YOUR ASSIGNMENT -
Show every line in the records below that contains the word "mahogany".

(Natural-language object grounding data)
○ ○ ○

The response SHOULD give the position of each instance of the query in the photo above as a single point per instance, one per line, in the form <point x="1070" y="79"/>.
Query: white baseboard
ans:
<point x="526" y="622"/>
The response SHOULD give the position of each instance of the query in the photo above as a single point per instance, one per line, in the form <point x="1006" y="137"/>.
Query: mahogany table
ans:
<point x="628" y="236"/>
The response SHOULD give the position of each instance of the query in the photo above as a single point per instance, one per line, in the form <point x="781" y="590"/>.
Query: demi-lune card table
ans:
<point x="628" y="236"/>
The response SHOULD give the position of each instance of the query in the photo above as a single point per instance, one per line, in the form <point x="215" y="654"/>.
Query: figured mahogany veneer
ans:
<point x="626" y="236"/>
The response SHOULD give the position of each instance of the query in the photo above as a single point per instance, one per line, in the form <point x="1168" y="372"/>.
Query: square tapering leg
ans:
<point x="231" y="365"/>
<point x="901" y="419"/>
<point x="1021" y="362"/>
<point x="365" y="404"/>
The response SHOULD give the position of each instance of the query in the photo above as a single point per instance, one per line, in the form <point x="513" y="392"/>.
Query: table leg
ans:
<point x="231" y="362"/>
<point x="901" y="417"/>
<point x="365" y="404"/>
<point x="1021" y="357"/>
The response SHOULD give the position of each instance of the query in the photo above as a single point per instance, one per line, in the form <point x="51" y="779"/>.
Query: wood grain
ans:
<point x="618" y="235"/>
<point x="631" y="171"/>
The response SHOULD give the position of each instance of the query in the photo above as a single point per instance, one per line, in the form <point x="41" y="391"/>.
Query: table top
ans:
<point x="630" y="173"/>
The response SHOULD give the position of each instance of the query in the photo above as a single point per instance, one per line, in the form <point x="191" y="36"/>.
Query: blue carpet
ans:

○ ○ ○

TASK SOLUTION -
Query: mahogany table
Query: figured mahogany veneer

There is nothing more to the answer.